- [Aim of the exercise]
Could you print every record below exactly as it appears?

- [Supplied entries]
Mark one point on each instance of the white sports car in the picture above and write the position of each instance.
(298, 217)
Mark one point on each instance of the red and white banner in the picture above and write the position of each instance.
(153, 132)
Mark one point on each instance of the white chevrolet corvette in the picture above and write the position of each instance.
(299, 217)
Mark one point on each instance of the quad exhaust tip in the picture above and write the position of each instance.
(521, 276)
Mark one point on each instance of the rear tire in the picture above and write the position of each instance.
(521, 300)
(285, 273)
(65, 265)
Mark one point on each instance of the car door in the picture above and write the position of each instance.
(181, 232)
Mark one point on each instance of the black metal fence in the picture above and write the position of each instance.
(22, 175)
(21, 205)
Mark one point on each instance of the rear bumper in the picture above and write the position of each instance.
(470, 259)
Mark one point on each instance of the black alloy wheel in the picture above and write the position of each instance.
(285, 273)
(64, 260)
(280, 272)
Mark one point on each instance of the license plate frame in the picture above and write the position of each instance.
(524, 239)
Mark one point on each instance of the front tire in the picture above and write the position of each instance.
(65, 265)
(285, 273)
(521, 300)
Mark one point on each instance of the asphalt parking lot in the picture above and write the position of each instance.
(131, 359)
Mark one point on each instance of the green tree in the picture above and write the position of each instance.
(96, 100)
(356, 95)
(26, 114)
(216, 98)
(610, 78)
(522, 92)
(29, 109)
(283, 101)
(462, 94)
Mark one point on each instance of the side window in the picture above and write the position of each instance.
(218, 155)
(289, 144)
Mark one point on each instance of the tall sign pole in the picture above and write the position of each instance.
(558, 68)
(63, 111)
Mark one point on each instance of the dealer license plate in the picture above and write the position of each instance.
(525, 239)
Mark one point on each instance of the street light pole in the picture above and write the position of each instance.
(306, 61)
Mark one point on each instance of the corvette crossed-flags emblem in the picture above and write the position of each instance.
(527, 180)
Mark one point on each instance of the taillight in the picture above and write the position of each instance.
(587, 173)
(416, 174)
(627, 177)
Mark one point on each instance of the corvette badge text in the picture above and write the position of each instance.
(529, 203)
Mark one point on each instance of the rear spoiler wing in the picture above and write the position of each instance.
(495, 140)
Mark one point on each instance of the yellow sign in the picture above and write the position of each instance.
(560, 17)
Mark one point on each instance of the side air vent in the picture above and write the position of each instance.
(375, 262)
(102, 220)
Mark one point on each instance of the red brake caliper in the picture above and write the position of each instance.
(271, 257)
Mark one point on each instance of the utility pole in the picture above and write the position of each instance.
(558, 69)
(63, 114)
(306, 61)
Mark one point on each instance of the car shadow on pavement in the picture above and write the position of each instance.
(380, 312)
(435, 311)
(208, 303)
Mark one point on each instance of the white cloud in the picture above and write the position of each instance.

- [Complete response]
Mark one point on each instance of the white sports car in the picture above and write the position of each instance.
(298, 217)
Mark one point on each instance of the red and white banner in the picture above and write the position of each instance.
(153, 132)
Mark one point on each instance of the white chevrolet corvette in the picture above and write the position of each instance.
(299, 217)
Mark one point on each instance of the quad exhaust tip in the picture above and write the position of each instance.
(521, 276)
Mark one point on each instance of the rear tire in the picture above and write the position of each instance.
(521, 300)
(285, 273)
(65, 265)
Mark one point on each instance of the car door in the picture above and write the position of each instance.
(181, 232)
Mark one point on each instance of the black metal fence in the picture above and write the position of each instance.
(22, 175)
(21, 205)
Mark one point on each instance of the rear bumper in the picture above and write the position of each instance.
(470, 259)
Mark one point on each instance of the black alloy wheel in the picture above and write the position of each instance.
(285, 273)
(64, 260)
(280, 272)
Mark one point on each instance of the license plate frame in the picture above and write the position of each instance.
(524, 239)
Mark one point on each instance of the front tire in the picture above and write the position of each instance.
(65, 265)
(285, 273)
(521, 300)
Mark one point on each instance of the asphalt parking lot in the picture above and write the position of each instance.
(131, 359)
Mark one point on each instance of the green tree in the picture above and write the position of each instance.
(96, 100)
(356, 95)
(26, 114)
(216, 98)
(610, 78)
(522, 92)
(29, 109)
(283, 101)
(462, 94)
Mark one point on each instance of the side window in the picture above and write the position of each instance.
(218, 155)
(289, 144)
Mark one point on each instance of the tall sign pole in the picture above and write the position of each instance.
(558, 68)
(63, 111)
Mark one point on each instance of the dealer license plate in the picture above and write the position of each instance.
(525, 239)
Mark one point on each instance of the street light pole in the picture above and write the position of each instance.
(306, 61)
Mark one point on each instance of the corvette crossed-flags emblem in the picture above and write the position of each instance.
(527, 180)
Mark one point on each instance of the taillight in the picture above and write the position of each instance.
(587, 173)
(416, 174)
(627, 177)
Mark one point on each instance of the corvette badge text in the picture above and write the position of each instance.
(529, 203)
Mark one point on each instance of the rear spoiler wing in the picture above and write the position of each instance.
(495, 140)
Mark one point on each instance of the yellow sign in the picture above and write the position of each instance.
(560, 17)
Mark one point on each instance of the side air vent in the picture above and write the position of each instance.
(375, 262)
(102, 220)
Mark one point on each instance of the red brake caliper in the picture above and write the position of each instance.
(271, 257)
Mark one point on each instance of the utility pole in the picture above and write the position of each instance.
(558, 69)
(63, 114)
(306, 61)
Mark one point on each instance of the car shadow on pavement in the picture above and write the position of each instance.
(380, 312)
(435, 311)
(208, 303)
Mark one point on each instance of the white cloud in the picture above and write the position of each instance.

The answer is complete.